• [Supplied passage]
§

[Mesa-dev] [PATCH v2 5/5] i965/vec4: allow partial DF register spilling

Wed Jul 19 13:51:13 UTC 2017

v2:
- Enable spilling for partial DF reads/writes on HSW+

Signed-off-by: Samuel Iglesias Gonsálvez <siglesias at igalia.com>
---
 src/intel/compiler/brw_vec4_reg_allocate.cpp | 54 ++++++++++++++++++++--------
 1 file changed, 40 insertions(+), 14 deletions(-)

diff --git a/src/intel/compiler/brw_vec4_reg_allocate.cpp b/src/intel/compiler/brw_vec4_reg_allocate.cpp
index a6f1070ebd..3ad18b12bb 100644
--- a/src/intel/compiler/brw_vec4_reg_allocate.cpp
+++ b/src/intel/compiler/brw_vec4_reg_allocate.cpp
@@ -411,17 +411,21 @@ vec4_visitor::evaluate_spill_costs(float *spill_costs, bool *no_spill)
                spill_costs[inst->src[i].nr] +=
                   loop_scale * spill_cost_for_type(inst->src[i].type);
                if (inst->src[i].reladdr ||
-                   inst->src[i].offset >= REG_SIZE)
+                   (inst->src[i].offset >= REG_SIZE &&
+                    (type_sz(inst->src[i].type) != 8 ||
+                     !(inst->src[i].offset == 32 && inst->group == 4))))
                   no_spill[inst->src[i].nr] = true;
 
-               /* We don't support unspills of partial DF reads.
+               /* For execsize == 8, our 64-bit unspills are implemented with
+                * two 32-bit scratch messages, each one reading that for both
+                * SIMD4x2 threads that we need to shuffle into correct 64-bit
+                * data. Ensure that we are reading data for both threads.
                 *
-                * Our 64-bit unspills are implemented with two 32-bit scratch
-                * messages, each one reading that for both SIMD4x2 threads that
-                * we need to shuffle into correct 64-bit data. Ensure that we
-                * are reading data for both threads.
+                * For execsize == 4, it is similar but using 1-Oword block
+                * read messages and we don't need to shuffle data.
                 */
-               if (type_sz(inst->src[i].type) == 8 && inst->exec_size != 8)

§

• [Supplied entries]
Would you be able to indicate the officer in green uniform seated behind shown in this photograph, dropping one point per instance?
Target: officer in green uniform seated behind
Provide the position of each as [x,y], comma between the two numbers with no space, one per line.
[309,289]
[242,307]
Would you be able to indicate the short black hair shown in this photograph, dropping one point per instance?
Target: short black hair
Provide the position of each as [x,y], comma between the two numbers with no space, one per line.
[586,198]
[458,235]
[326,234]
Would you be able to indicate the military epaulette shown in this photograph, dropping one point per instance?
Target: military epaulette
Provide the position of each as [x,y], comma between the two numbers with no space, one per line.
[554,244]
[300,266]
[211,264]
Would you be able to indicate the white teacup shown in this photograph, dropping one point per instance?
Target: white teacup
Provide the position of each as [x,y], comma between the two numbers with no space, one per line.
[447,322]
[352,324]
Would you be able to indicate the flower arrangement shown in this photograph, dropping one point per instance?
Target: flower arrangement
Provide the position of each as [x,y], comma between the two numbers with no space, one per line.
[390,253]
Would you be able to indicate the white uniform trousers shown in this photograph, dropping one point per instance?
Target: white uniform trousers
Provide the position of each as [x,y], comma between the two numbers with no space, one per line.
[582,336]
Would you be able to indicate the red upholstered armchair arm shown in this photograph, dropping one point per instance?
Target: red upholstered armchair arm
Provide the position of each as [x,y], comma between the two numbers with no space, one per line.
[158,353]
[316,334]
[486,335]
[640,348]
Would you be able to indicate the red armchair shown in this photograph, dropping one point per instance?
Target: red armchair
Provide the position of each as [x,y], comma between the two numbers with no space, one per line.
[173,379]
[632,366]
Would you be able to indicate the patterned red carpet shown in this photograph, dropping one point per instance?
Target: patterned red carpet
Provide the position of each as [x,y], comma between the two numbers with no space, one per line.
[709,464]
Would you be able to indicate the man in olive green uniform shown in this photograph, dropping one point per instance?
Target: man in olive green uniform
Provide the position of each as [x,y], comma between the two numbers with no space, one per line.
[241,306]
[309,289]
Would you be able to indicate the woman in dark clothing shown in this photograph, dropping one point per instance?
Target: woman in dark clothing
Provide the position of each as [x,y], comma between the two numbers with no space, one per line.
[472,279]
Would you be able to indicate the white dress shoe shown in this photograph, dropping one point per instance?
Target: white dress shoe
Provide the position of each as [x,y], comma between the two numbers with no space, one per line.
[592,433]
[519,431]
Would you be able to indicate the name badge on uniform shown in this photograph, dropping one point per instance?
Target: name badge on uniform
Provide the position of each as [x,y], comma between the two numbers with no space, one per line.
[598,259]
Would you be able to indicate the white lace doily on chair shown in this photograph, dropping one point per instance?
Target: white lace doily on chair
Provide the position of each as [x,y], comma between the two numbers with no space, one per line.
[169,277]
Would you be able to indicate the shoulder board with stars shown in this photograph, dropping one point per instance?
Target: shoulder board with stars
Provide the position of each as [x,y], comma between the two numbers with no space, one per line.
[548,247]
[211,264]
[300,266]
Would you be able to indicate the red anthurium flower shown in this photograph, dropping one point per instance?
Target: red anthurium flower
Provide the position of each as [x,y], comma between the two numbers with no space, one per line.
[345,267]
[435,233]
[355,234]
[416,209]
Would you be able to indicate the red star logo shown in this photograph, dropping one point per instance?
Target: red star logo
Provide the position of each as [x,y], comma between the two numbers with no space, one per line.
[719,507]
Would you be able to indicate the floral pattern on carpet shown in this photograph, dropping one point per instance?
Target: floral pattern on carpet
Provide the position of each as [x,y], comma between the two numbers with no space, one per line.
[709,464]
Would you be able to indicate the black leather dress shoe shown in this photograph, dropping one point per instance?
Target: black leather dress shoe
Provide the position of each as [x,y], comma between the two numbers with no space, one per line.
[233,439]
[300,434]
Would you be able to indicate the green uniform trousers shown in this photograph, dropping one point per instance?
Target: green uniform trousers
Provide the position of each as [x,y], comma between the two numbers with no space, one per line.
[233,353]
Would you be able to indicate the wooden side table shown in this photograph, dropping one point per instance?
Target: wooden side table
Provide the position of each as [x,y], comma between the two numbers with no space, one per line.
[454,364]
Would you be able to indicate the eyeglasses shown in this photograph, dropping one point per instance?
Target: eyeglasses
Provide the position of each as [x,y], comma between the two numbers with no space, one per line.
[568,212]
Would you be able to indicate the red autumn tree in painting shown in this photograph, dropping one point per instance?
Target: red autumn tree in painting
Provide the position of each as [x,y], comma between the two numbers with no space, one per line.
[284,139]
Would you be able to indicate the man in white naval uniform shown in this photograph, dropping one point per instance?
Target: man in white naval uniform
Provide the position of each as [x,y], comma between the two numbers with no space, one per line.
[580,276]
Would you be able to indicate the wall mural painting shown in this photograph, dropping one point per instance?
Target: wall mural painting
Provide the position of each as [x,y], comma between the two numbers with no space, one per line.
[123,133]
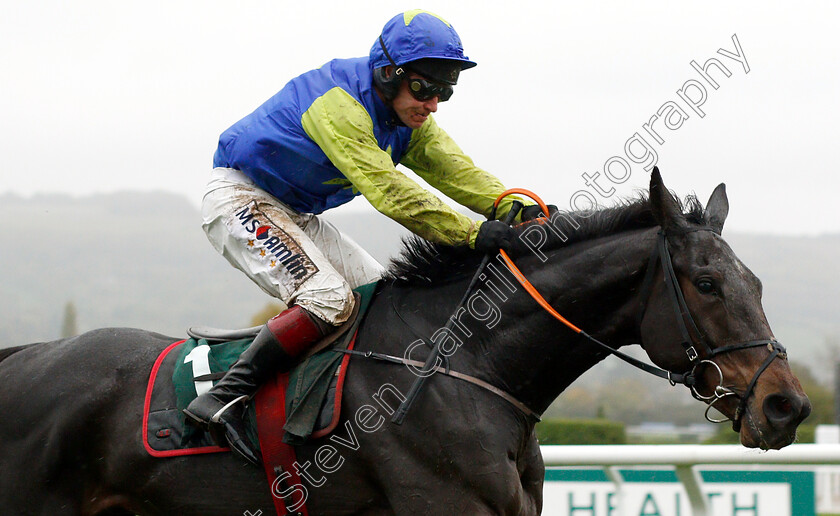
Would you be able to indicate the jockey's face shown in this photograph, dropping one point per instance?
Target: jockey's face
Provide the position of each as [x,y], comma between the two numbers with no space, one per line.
[412,112]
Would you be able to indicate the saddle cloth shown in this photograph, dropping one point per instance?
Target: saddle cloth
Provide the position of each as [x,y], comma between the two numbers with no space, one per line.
[311,399]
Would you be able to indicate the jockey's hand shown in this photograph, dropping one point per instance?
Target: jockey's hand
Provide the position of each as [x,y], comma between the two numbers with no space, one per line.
[534,211]
[494,235]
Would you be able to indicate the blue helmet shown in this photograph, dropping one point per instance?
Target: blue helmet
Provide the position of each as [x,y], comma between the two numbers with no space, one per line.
[422,42]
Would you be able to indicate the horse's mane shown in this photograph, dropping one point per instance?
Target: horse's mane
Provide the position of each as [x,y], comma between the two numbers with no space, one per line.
[423,263]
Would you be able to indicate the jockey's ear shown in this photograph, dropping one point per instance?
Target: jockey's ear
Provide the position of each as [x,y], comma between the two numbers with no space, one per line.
[666,210]
[717,209]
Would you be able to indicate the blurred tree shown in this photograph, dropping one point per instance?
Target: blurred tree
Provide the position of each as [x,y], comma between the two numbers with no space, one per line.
[69,324]
[269,311]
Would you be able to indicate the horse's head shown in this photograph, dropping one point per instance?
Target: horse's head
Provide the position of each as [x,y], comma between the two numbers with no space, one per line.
[739,367]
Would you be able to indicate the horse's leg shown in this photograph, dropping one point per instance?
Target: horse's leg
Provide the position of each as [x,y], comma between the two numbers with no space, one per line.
[532,475]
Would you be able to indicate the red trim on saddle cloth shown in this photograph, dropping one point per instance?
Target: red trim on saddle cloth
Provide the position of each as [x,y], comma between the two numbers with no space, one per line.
[271,416]
[339,389]
[294,329]
[147,403]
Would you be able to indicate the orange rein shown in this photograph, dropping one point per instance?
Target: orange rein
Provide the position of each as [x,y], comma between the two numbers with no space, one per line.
[529,287]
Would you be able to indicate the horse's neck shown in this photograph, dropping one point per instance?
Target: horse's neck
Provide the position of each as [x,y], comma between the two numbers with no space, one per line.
[595,285]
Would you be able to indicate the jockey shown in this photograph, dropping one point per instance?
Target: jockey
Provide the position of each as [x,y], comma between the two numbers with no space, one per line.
[328,136]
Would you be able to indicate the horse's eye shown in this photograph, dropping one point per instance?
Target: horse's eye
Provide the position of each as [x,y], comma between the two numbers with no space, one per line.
[705,286]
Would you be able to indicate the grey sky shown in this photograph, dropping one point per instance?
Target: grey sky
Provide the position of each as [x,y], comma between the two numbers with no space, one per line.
[98,96]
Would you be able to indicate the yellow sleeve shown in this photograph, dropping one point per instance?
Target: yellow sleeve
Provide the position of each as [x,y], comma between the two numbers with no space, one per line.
[433,155]
[343,129]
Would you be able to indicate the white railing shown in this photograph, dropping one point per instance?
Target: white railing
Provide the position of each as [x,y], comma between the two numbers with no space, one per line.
[685,458]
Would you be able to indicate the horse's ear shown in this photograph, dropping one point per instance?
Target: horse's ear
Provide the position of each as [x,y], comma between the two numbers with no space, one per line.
[666,210]
[717,208]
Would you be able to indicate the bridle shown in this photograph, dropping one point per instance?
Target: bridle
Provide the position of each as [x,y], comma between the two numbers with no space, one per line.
[662,255]
[683,316]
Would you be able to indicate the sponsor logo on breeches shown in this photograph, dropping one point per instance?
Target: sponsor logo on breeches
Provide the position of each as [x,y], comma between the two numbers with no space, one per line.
[275,245]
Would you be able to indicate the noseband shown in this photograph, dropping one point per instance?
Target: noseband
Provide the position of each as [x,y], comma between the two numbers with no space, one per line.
[685,321]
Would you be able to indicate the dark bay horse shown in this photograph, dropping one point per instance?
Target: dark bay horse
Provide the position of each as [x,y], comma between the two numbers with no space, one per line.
[70,410]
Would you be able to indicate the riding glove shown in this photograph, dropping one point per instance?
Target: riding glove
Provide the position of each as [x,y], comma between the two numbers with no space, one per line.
[494,235]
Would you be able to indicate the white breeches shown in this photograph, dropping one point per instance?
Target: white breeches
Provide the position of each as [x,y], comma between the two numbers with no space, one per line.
[298,258]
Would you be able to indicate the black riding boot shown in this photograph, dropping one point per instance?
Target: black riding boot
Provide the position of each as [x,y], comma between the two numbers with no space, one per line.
[274,350]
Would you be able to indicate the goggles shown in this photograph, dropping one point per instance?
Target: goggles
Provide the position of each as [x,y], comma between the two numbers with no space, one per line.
[424,90]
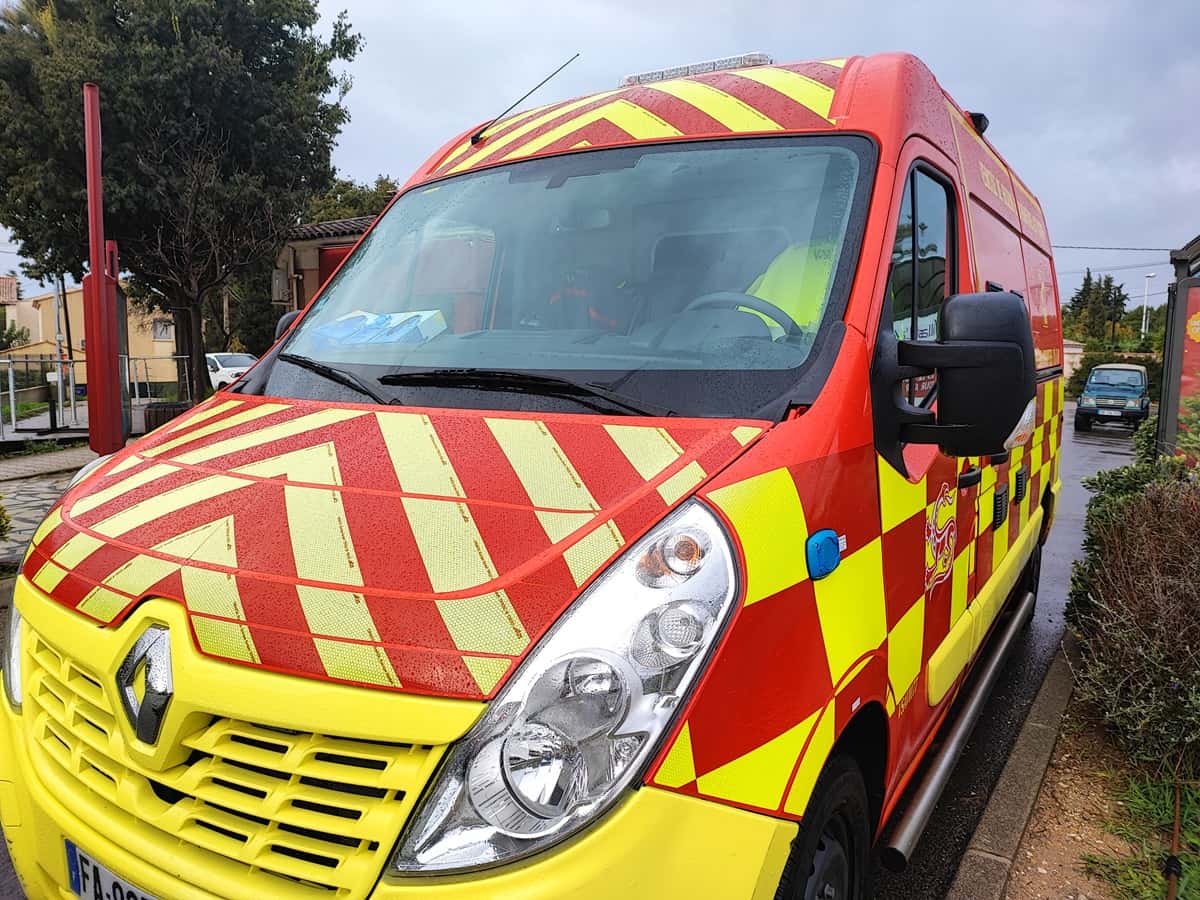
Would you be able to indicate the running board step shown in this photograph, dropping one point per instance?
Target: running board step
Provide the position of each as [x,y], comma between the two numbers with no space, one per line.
[909,828]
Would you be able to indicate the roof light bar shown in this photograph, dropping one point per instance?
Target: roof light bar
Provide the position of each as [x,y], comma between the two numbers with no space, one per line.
[713,65]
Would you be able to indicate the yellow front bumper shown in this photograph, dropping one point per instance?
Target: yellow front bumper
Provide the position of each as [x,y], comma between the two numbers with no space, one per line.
[655,844]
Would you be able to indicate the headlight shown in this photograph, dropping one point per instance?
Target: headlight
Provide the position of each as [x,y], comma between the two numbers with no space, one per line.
[12,659]
[576,724]
[12,687]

§

• [Tasks to complete]
**A.** From the i965 spilling patch, quote the passage from "[Mesa-dev] [PATCH v2" up to and including "insertions(+), 14 deletions(-)".
**B.** In the i965 spilling patch, why must the code ensure it reads data for both threads when the execution size is 8?
**C.** Write the next part of the i965 spilling patch, starting from its final line.

• [Answers to the exercises]
**A.**
[Mesa-dev] [PATCH v2 5/5] i965/vec4: allow partial DF register spilling

Wed Jul 19 13:51:13 UTC 2017

v2:
- Enable spilling for partial DF reads/writes on HSW+

Signed-off-by: Samuel Iglesias Gonsálvez <siglesias at igalia.com>
---
 src/intel/compiler/brw_vec4_reg_allocate.cpp | 54 ++++++++++++++++++++--------
 1 file changed, 40 insertions(+), 14 deletions(-)

**B.** With an execution size of 8, 64-bit unspills use two 32-bit scratch messages. Each message reads data for both SIMD4x2 threads, and that data then has to be shuffled into correct 64-bit values.

**C.**
+               if (type_sz(inst->src[i].type) == 8 &&
+                   inst->exec_size != 8 && inst->exec_size != 4)
                   no_spill[inst->src[i].nr] = true;
             }
 
@@ -439,16 +443,21 @@ vec4_visitor::evaluate_spill_costs(float *spill_costs, bool *no_spill)
       if (inst->dst.file == VGRF && !no_spill[inst->dst.nr]) {
          spill_costs[inst->dst.nr] +=
             loop_scale * spill_cost_for_type(inst->dst.type);
-         if (inst->dst.reladdr || inst->dst.offset >= REG_SIZE)
+         if (inst->dst.reladdr ||
+             (inst->dst.offset >= REG_SIZE &&
+              (type_sz(inst->dst.type) != 8 ||
+               !(inst->dst.offset == 32 && inst->group == 4))))
             no_spill[inst->dst.nr] = true;
 
-         /* We don't support spills of partial DF writes.
+         /* For execsize == 8, our 64-bit spills are implemented with two
+          * 32-bit scratch messages, each one writing that for both SIMD4x2
+          * threads. Ensure that we are writing data for both threads.
           *
-          * Our 64-bit spills are implemented with two 32-bit scratch messages,
-          * each one writing that for both SIMD4x2 threads. Ensure that we
-          * are writing data for both threads.
+          * For execsize == 4, it is similar but using 1-Oword block
+          * write messages.
           */
-         if (type_sz(inst->dst.type) == 8 && inst->exec_size != 8)
+         if (type_sz(inst->dst.type) == 8 &&
+             inst->exec_size != 8 && inst->exec_size != 4)
             no_spill[inst->dst.nr] = true;
 
          /* We can't spill registers that mix 32-bit and 64-bit access (that
@@ -514,11 +523,25 @@ vec4_visitor::spill_reg(int spill_reg_nr)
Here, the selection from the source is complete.